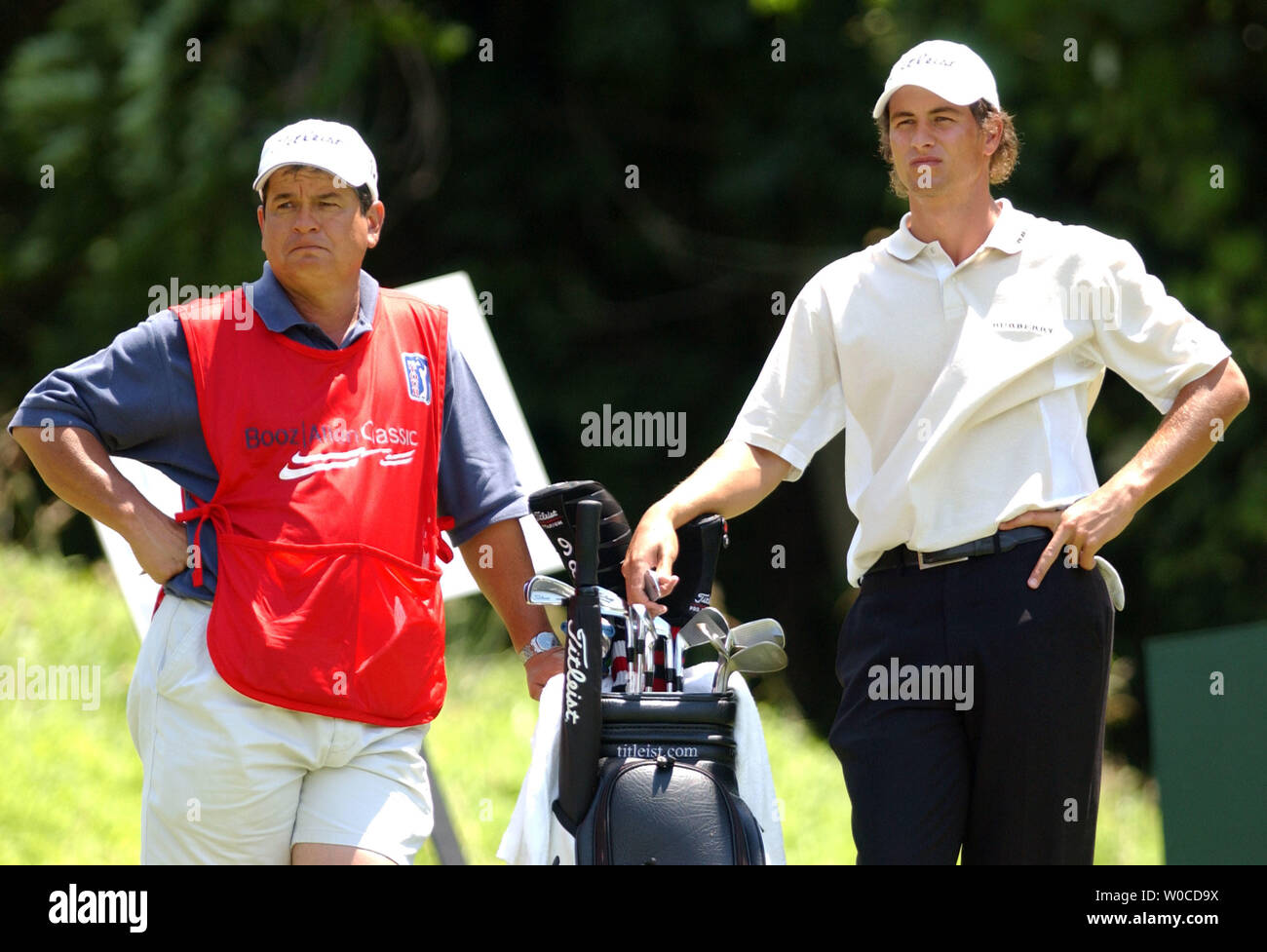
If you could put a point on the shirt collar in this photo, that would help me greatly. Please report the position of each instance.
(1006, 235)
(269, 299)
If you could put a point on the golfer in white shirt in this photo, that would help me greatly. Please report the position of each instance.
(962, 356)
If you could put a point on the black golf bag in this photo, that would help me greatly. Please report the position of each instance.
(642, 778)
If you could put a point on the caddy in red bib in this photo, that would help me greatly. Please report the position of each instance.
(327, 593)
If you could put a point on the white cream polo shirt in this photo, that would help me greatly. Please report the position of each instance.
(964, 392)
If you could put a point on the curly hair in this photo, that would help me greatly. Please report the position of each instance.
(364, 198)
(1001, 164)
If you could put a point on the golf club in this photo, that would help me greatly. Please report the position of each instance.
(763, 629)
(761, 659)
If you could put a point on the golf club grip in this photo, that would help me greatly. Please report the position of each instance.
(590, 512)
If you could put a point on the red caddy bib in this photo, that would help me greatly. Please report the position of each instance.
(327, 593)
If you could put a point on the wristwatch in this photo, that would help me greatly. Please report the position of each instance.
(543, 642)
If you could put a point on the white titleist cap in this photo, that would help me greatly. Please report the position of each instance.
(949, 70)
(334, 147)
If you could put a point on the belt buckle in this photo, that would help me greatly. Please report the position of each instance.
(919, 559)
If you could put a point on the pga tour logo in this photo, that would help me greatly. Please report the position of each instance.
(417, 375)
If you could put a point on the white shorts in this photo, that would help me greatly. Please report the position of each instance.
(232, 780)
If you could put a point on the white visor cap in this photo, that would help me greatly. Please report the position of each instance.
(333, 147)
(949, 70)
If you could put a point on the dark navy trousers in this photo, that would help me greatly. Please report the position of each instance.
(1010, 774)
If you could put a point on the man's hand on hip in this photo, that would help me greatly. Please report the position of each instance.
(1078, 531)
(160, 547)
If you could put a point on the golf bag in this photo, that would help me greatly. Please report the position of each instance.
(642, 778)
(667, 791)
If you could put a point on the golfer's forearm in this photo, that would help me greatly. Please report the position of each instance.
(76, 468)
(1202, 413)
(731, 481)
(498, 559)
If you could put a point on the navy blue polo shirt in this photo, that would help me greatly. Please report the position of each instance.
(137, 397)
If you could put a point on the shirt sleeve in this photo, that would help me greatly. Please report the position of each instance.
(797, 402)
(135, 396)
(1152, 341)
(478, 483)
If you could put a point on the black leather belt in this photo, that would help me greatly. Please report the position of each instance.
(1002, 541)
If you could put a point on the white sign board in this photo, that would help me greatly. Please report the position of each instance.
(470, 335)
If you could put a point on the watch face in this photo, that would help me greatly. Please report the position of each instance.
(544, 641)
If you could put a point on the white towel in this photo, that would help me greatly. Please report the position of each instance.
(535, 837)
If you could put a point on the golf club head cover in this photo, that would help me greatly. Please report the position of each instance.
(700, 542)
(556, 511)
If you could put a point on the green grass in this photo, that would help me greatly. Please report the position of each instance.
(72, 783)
==
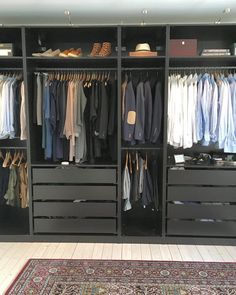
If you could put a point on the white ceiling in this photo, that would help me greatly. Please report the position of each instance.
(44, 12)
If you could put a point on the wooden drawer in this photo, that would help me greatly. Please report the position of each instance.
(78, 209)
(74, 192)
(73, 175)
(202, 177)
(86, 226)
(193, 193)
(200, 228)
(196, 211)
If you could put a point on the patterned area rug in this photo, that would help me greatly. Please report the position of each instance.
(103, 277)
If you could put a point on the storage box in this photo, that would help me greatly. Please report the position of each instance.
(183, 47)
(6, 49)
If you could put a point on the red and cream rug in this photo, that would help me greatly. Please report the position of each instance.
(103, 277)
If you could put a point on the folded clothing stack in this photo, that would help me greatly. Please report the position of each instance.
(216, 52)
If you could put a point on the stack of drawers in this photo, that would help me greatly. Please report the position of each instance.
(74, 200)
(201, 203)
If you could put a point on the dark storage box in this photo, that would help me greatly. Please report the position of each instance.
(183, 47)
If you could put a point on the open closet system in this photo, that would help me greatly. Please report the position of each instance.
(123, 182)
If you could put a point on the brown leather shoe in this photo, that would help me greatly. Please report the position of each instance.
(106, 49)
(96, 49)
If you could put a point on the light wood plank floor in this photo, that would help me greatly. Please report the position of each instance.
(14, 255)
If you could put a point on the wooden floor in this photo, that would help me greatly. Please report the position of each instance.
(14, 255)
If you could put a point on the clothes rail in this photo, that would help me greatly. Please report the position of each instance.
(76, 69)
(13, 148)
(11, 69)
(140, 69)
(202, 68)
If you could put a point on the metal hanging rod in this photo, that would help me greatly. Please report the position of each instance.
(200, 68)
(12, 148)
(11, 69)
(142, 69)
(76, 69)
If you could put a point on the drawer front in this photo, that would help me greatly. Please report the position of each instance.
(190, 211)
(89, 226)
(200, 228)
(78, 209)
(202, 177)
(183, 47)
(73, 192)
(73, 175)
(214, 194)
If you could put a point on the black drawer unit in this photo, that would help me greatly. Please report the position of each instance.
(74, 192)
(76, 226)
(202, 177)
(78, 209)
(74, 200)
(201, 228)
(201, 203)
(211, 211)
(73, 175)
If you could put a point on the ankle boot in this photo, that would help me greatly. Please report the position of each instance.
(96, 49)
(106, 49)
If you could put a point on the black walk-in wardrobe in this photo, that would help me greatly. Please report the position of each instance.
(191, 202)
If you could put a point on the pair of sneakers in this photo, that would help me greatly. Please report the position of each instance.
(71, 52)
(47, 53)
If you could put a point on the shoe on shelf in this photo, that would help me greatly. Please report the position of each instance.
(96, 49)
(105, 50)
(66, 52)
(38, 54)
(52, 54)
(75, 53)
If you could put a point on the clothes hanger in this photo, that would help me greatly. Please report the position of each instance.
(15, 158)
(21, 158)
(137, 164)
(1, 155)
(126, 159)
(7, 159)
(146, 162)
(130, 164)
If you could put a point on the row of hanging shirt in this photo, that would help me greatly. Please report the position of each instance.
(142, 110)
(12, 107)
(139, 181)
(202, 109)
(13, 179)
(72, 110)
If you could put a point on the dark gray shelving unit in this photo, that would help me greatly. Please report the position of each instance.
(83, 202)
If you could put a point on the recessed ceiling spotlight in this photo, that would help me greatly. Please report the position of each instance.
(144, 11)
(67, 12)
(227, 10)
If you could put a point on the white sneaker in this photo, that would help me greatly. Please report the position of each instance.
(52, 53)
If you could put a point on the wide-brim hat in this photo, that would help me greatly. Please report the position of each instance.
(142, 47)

# [Exercise prompt]
Which lines in the items above contain the string "cream", matching case? Show each of those lines in full.

# [Task output]
If you could put a point on the white cream polo shirt in this photo, that would help me greatly. Please report the position of each instance.
If you could put a point on the red and cream rug in this photo, that would help me greatly. Please report the position of each instance.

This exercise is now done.